Lucar Garner appears in World of Ptavvs, Protector and The Defenseless Dead.

Gil Hamilton

Gilbert Gilgamesh Hamilton is a detective. He is often called "Gil the Arm", both due to his affiliation with the ARM world police force, and his unusual psychic ability.
Born in Topeka, Kansas, to flatlander parents near the end of the 21st century, he emigrates to the Belt as soon as he becomes an adult. There he begins work on an arduous ten-year apprenticeship towards the acquisition of his singleship licence, working as a member of small, multi-person crews.
After completing several successful trips, Gil is nearly killed. While attempting to move an asteroid with explosives, crew leader "Cubes" Forsythe miscalculates, which results in the destruction of the valuable rock. A fast moving piece of shrapnel penetrates the ship, slicing off Gil's arm and killing Forsythe. The remaining crewmember, Owen Jennison, stops Gil's bleeding and manages to get him to life-saving medical facilities in time. While recuperating from his injury, Gil broods over his future as a Belter.
In the low gravity of Ceres base, Gil discovers that he has a psi power. His brain, still remembering the "image" of his lost arm, can use it much as he did the flesh-and-blood arm. He can feel and manipulate objects via ESP and telekinesis, respectively. Finding a third crewman, Homer Chandrasekhar, they make several highly profitable trips over the following year. Gil finds his "imaginary arm", though not strong, to be a valuable asset, as he can reach through walls and even into vacuum. After six months, Gil has earned enough to repay all his medical fees, with a comfortable cash reserve left over.
Despite much disapproval from Owen and Homer, Gil decides to return to Earth and seek to get his citizenship back. On Earth, he can easily get a transplant to replace his missing arm. In the Belt he would have to pay exorbitantly high fees for a transplant, or settle for a prosthetic. Gil, by a quirk of his own nature, can not live with a prosthetic.

**GIVEN DATA:**
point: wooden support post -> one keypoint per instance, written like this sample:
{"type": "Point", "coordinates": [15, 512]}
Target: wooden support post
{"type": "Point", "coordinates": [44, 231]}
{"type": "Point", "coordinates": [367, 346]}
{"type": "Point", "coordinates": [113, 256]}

**PROBLEMS TO WORK ON:**
1. Return the part of the Gil Hamilton passage between "Born in Topeka, Kansas, to" and "as a Belter.", inclusive, copied word for word.
2. Resume the Gil Hamilton passage, picking up right after its final sentence.

**TASK-BY-TASK OUTPUTS:**
1.
Born in Topeka, Kansas, to flatlander parents near the end of the 21st century, he emigrates to the Belt as soon as he becomes an adult. There he begins work on an arduous ten-year apprenticeship towards the acquisition of his singleship licence, working as a member of small, multi-person crews.
After completing several successful trips, Gil is nearly killed. While attempting to move an asteroid with explosives, crew leader "Cubes" Forsythe miscalculates, which results in the destruction of the valuable rock. A fast moving piece of shrapnel penetrates the ship, slicing off Gil's arm and killing Forsythe. The remaining crewmember, Owen Jennison, stops Gil's bleeding and manages to get him to life-saving medical facilities in time. While recuperating from his injury, Gil broods over his future as a Belter.

2.
Gil receives his new arm, but finds he can still dissociate his imaginary arm from his real one, and reach through walls, flesh, and even vidphone screens to manipulate objects he sees in them. Shortly afterward, Gil finds out that his new arm had not come from a condemned criminal as he had hoped, but from the captured stock of "organleggers", black market dealers in illicit organ transplants. To make amends, Gil joins the ARM, the elite global police force.
As an ARM, Hamilton is a high-tech detective, who hunts organleggers and other criminals for a living. With his unusual psi power, he is formidable and highly feared among his enemies.
His exploits are detailed in six "Gil 'the Arm' Hamilton" stories. The stories are noir style, told in first person, and frequently involve exotic technology and locked room mysteries:
  • Death by Ecstasy
  • The Defenseless Dead
  • ARM : Hamilton is called to the scene of a murder. The victim is Dr. Raymond Sinclair, a brilliant scientist who has invented a mysterious device that creates a bubble of accelerated time. The murder scene is a locked apartment at the top of a high-rise, where the prime suspect is a beautiful young woman who Gil refuses to believe is the killer.
  • The Patchwork Girl
  • The Woman in Del Rey Crater
  • "Sacred Cow" written with Steven Barnes
The Long Arm of Gil Hamilton contains the first three novellas. Flatlander is a collection of the first five Gil Hamilton novellas and novels.